**What to do:**
Reproduce exactly, with no other output, every line of the data below from the line containing "Q: For each instance of the sugar" to the end, inclusive.

[start Supplied material]

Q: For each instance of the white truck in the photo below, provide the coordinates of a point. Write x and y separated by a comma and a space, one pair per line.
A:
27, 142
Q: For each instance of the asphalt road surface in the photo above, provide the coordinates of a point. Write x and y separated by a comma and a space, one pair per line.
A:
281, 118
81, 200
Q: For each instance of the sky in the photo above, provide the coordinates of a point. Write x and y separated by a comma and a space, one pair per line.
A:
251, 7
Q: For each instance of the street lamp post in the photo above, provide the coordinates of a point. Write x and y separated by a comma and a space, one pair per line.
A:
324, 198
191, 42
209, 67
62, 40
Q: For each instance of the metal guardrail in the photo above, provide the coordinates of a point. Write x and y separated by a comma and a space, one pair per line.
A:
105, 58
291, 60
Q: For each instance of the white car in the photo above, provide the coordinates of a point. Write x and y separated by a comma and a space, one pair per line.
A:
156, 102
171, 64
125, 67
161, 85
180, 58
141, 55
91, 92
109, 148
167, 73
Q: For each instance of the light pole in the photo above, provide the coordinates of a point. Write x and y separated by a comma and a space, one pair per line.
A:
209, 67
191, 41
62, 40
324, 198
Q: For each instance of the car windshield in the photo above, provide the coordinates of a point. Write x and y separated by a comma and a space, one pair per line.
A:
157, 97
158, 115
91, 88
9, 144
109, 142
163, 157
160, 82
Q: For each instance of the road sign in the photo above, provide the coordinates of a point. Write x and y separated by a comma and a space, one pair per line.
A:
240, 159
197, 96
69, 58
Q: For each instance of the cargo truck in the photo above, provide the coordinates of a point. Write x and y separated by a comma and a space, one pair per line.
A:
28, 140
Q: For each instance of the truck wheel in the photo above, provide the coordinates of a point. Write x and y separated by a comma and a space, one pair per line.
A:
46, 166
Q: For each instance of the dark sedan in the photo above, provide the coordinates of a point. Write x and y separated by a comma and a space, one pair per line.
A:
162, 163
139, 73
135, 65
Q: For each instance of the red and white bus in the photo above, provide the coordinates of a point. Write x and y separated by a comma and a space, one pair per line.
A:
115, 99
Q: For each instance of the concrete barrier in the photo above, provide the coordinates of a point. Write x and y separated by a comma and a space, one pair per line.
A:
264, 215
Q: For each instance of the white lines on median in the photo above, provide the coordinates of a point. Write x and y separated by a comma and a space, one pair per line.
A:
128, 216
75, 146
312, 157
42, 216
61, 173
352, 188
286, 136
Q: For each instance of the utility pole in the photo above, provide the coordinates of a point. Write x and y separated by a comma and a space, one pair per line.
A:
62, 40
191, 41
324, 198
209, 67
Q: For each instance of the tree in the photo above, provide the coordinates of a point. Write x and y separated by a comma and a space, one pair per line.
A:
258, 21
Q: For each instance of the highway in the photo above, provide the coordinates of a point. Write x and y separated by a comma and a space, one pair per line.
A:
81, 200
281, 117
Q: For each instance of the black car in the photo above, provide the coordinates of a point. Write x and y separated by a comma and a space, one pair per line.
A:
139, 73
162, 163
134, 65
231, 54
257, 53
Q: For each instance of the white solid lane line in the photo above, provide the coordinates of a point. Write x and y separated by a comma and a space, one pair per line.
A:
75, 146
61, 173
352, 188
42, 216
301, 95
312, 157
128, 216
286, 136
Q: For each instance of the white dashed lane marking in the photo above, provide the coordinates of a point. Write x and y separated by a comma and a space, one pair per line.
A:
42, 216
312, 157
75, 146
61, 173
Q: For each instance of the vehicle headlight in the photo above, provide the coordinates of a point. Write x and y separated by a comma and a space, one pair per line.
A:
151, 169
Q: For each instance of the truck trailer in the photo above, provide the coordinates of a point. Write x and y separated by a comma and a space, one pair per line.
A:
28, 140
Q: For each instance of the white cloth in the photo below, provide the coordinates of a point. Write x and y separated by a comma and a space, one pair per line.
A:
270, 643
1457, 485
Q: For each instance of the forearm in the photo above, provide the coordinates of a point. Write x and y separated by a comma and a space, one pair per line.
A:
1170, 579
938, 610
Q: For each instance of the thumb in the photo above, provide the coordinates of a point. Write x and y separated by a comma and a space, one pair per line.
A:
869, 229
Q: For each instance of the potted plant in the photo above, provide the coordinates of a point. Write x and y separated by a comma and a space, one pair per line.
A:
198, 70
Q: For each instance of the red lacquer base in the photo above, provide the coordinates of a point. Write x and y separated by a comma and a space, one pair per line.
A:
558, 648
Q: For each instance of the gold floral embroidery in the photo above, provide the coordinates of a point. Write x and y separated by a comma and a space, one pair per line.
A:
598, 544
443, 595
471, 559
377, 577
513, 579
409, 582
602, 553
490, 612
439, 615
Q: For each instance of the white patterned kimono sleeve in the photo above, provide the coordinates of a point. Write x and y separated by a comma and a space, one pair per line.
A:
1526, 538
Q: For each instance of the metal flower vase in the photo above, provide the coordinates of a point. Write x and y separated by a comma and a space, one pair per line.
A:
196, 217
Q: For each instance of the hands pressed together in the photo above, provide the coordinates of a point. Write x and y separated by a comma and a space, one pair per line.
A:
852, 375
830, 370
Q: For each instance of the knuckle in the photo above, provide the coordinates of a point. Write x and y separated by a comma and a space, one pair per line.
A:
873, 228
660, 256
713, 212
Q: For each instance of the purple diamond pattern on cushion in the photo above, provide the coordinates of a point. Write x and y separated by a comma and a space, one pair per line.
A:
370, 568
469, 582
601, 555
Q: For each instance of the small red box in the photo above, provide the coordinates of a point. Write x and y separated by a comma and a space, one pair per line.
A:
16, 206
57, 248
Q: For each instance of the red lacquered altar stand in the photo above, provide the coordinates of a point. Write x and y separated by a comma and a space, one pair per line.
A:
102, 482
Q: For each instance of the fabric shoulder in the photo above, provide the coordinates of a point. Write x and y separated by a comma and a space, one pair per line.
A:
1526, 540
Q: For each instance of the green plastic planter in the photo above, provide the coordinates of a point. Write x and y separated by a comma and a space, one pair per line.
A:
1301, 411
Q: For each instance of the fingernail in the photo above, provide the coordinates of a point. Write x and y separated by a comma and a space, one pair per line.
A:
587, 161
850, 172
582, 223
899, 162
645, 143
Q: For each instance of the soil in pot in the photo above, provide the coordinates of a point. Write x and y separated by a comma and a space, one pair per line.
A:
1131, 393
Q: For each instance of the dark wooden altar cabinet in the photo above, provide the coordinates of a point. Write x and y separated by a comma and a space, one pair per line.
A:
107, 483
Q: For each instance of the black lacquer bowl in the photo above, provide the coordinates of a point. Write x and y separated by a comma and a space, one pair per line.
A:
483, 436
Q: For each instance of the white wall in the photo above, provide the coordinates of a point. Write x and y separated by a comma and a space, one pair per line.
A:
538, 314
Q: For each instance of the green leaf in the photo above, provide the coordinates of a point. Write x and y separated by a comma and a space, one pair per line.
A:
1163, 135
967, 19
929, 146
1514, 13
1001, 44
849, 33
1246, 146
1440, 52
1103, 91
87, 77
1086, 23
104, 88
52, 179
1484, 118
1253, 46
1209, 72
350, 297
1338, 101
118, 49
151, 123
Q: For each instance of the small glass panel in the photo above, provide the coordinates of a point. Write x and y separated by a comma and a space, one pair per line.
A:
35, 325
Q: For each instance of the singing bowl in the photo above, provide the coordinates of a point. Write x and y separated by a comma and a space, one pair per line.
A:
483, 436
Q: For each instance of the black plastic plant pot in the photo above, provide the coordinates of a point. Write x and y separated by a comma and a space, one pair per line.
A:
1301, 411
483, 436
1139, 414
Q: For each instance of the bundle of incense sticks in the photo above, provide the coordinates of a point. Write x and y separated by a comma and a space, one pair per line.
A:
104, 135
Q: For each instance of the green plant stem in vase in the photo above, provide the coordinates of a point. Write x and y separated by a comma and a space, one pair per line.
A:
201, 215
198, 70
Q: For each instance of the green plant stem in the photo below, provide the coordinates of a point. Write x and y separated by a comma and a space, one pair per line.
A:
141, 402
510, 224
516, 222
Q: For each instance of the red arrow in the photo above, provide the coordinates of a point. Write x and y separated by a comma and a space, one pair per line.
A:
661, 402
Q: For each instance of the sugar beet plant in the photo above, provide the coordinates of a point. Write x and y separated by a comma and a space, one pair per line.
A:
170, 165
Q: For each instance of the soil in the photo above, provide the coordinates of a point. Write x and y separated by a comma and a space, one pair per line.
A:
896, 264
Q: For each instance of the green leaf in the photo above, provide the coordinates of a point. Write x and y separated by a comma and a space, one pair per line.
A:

[end Supplied material]

**Correct output:**
Q: For each instance of the sugar beet plant in the photo above, provide the coordinates of a point. Write x and y separated by a comma and a space, one pair per line.
A:
170, 165
Q: For each instance of the soil in the photo above, provide the coordinates of a point. Write x and y separated by a comma and a space, one pair per line.
A:
896, 264
Q: For each instance of the green leaf in the photo above, provide the coordinates of a point. Write x and y separated by a comma and a space, one pair per line.
A:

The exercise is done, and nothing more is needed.